WHAT TO DO:
1. List every person named in the text about Australia's role in Fallujah.
2. Write what comes next in the text about Australia's role in Fallujah, starting after its final sentence.

--- GIVEN TEXT ---

She was 'particularly worried' about poor access for delivery of humanitarian aid and the lack of information about casualties.

For me, as an Australian, the most shaming thing about last week was Defence Minister Robert Hill's casual admission in the Senate on Thursday 17 November, that Australian troops may have been involved in the planning and execution of the attack on Fallujah.

In reply to a question from Senator Kerry Nettle, Hill said he was not aware of exact numbers but believed a small number of troops may have been assigned to Australia's allies in the battle. He said 'Australians certainly had some personnel within the multinational force headquarters, and it's reasonable to assume therefore some role in relation to planning or incidental support of the operations.' He said 'There may well have been a small number of Australian forces who were assigned to forces of our allies.'

In making those statements, Hill is admitting that Australian soldiers serving in Iraq may be implicated in the war crime that is Fallujah. I don't know how Hill, or Defence Secretary Ric Smith, or Chief of the Defence Forces General Peter Cosgrove, or Army Commander General Peter Leahy, can honourably stay in their jobs after Fallujah. The honourable thing would be to set up an enquiry into the Australian role in Fallujah, and take leave from their posts until it is over.

Failing that, these may all be guilty commanders, because they may have authorised Australian military participation in the planning and execution of a major war crime.

Most of our Australian media are still keen to shelter our public from the full horror of Fallujah. They want us to go on believing that we and our US and British allies are trying humanely to make Iraq safe for democracy, and that the 'unrest' in Iraq is only being caused by a few fanatical insurgents helped by Al Qaeda terrorists. They don't want us to know that this is a broad-based national liberation struggle that is growing as the number of martyred insurgent fighters keeps growing - just as it was in Vietnam.

--- RECORDS PROVIDED ---

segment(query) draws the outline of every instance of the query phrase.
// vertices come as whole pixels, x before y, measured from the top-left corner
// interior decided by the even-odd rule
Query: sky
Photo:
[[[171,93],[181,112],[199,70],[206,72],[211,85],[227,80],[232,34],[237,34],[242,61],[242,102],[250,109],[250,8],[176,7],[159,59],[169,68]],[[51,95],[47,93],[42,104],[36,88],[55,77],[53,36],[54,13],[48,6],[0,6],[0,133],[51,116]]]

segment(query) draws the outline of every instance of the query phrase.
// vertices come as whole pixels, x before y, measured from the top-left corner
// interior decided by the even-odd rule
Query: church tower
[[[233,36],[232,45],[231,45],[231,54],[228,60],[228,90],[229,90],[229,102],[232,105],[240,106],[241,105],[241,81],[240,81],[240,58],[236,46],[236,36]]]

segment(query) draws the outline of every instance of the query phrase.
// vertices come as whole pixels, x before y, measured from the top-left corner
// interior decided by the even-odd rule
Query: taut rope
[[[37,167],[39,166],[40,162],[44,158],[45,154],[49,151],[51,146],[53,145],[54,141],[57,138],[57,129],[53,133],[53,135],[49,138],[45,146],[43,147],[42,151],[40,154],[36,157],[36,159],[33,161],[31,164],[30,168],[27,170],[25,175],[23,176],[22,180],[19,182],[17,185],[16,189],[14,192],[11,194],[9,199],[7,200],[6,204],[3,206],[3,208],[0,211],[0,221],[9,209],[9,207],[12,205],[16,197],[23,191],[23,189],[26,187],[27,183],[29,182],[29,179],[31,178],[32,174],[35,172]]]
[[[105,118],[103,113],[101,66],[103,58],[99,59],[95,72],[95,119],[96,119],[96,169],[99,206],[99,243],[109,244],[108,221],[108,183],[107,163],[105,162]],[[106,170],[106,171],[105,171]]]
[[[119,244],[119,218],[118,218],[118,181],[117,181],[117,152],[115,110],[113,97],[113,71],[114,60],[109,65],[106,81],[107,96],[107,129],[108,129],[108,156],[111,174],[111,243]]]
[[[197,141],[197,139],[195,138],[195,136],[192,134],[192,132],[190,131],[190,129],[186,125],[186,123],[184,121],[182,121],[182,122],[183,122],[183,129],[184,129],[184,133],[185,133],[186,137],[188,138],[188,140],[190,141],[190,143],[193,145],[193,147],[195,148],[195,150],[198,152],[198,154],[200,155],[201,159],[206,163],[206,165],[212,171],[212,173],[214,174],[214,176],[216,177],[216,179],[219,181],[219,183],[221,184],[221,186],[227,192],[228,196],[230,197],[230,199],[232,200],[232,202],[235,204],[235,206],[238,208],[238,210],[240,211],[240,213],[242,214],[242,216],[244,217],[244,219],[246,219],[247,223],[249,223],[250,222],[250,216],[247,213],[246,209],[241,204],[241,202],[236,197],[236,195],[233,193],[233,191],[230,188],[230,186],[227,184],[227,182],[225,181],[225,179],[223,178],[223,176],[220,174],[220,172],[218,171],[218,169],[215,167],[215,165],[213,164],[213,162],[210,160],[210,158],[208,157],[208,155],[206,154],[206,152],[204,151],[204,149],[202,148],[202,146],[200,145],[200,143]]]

---

RESULTS:
1. Robert Hill, Kerry Nettle, Ric Smith, Peter Cosgrove, Peter Leahy

2.
Yet that truth is everywhere, and is now so readily accessible on so many alternative news websites …

The information is everywhere – yet our media barely notices it. We see footage of a blasted flattened field of rubble that a short time ago was once a city, while the reporter solemnly tells us, 'This was a classroom where people were being taught to make bombs.' It is as if they do not see what their own cameras are showing us.

And there is so much to read in the liberal international print media too: in The Guardian, in The Independent, even in the London Times which recently ran a strong piece by editor Simon Jenkins, whose very title tells the story: 'A wrecked nation, a desert, a ghost town. And this will be called victory.'

So what do we do about it ? Those of us who care about honour and decency in Australian governance?

We must demand that our government disconnect utterly from Iraq while this cruel and criminal military occupation, under the fig leaf of the brutal Allawi interim government, continues. This means: No Australian diplomatic presence. No Australian official aid presence. No Australian commercial presence. And, most important of all, no Australian military presence.

And this means now — not by Christmas, but now. There is absolutely no reason of honour or national interest for Australia to be in Iraq now. The honourable thing is to withdraw now — and be ready to return to help the Iraqi people, as soon as Iraq has a genuinely independent government.

And we should have a proper independent judicial inquiry to establish the exact facts of our military role in Iraq since the invasion began on 18 March 2003. Our people —the families and friends of our servicemen and women who served in Iraq — need to know exactly what they were called on to do during this war and occupation. They need to know — we need to know — whether the laws of honourable military conduct, as Australia has always understood these laws, were violated in Iraq.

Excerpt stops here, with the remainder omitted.